──────── PASSAGE PROVIDED
So,  if this sounds like fun to you, by all means try it. You'll find these forums very supportive (but if you try to use 12-CURRENT for better hardware support, you'll be told that's not supported here, and depending which mod sees it, the thread may be closed or left open for people who want to, to help).  There's lots of excellent documentation, though, for your needs, though as it has a far smaller user base than Mint, you'll find that documentation on third party programs, which includes X, will often be lacking or out of date.  Documentation on the base system is excellent though.  

But, and for some people, this is a VERY big but, enough to satisfy Sir Mixalot (bad pun, but couldn't resist), setting up the system is done entirely with command line. Coming from Mint, and again, depending how much time you have, it may cause issues. Still, looking at your requirements, it can meet all those requirements, but as has been said, it will take time to learn it.


----------



## ronaldlees (Aug 24, 2018)

I might make the suggestion that printing could be complicated in some cases.  If the printer manufacturer supplies only a proprietary Linux binary driver, then the printer may not work on FreeBSD.  It's best to find a printer that does not rely on a manufacturer-specific Linux binary driver (there are many that fit the bill - like postscript).  It'd be advisable to check your friend's hardware to see what printers are in place, if any.
────────────────
──────── DATA
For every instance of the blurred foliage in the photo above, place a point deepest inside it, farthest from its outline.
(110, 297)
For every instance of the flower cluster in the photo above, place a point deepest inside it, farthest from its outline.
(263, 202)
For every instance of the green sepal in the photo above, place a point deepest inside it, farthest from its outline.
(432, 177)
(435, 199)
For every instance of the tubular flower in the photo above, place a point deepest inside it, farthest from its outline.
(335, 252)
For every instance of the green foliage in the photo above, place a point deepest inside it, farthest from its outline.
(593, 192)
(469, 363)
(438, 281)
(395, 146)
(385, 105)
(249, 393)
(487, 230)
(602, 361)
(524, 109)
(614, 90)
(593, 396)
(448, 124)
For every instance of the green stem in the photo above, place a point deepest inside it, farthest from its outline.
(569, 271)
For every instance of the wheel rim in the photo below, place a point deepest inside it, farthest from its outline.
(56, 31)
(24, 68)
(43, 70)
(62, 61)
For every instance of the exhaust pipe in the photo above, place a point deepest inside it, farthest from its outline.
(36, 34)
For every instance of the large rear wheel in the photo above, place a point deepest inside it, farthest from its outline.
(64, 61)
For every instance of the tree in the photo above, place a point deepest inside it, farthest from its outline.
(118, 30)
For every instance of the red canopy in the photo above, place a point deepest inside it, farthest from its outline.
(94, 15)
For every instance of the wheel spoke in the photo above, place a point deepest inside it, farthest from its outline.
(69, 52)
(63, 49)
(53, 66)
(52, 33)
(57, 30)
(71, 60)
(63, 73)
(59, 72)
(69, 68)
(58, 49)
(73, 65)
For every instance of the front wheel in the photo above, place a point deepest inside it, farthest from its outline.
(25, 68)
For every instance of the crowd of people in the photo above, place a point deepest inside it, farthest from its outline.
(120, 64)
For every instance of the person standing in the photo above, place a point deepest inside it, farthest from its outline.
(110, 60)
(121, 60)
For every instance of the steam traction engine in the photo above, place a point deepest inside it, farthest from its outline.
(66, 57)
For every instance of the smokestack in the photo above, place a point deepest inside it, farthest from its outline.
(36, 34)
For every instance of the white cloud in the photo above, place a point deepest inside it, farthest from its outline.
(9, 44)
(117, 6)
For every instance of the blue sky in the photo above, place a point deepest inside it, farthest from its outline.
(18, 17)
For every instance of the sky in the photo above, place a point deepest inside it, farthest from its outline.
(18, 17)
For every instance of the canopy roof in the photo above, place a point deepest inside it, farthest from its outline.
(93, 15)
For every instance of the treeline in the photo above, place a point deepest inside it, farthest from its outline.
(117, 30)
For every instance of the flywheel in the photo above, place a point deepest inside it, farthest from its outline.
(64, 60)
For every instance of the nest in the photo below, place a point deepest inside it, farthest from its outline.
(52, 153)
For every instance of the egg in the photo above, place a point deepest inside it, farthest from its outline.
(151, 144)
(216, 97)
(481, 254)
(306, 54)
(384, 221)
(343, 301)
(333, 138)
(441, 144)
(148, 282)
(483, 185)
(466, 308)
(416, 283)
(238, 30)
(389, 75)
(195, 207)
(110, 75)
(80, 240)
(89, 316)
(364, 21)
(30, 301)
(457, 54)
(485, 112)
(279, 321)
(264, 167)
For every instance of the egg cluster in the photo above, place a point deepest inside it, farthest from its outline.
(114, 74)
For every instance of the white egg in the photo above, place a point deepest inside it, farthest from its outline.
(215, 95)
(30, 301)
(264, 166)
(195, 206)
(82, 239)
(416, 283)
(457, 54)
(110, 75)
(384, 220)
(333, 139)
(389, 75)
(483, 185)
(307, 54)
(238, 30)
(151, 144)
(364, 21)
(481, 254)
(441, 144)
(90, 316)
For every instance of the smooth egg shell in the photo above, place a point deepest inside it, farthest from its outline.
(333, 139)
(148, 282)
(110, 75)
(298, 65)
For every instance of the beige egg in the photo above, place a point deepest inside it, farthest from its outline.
────────────────
__YOUR TASKS__
a - Name every operating system the forum thread about switching from Mint mentions by name, leaving aside version labels such as "12-CURRENT".
b - Please resume the forum thread about switching from Mint, starting right after its final sentence and keeping the voice of the last post.

__ANSWERS BY TASK__
a - Mint, FreeBSD, Linux

b -
For editing pictures, graphics/darktable works well on FreeBSD.  Graphics/blender works well for editing video.  I had graphics/krita running a while back.  It's probably OK.  The Gimp is fine of course. Have heard that Natron has been ported. Inkscape is fine.  Lightworks and Davinci won't work - they require Linux binaries.  All major browsers except newer Opera work well on FreeBSD.  Virtualbox works.  Qemu works.  LibreOffice works.

If there are Wifi issues with built-in WiFi card, can always use external USB device.

With a little work, you should be able to make FreeBSD as automagick as Linux Ubuntu, Mint, etc - at least for the top bullet points.

By the way - noticed you're at post #1.  Welcome to the forum!


----------



## scottro (Aug 24, 2018)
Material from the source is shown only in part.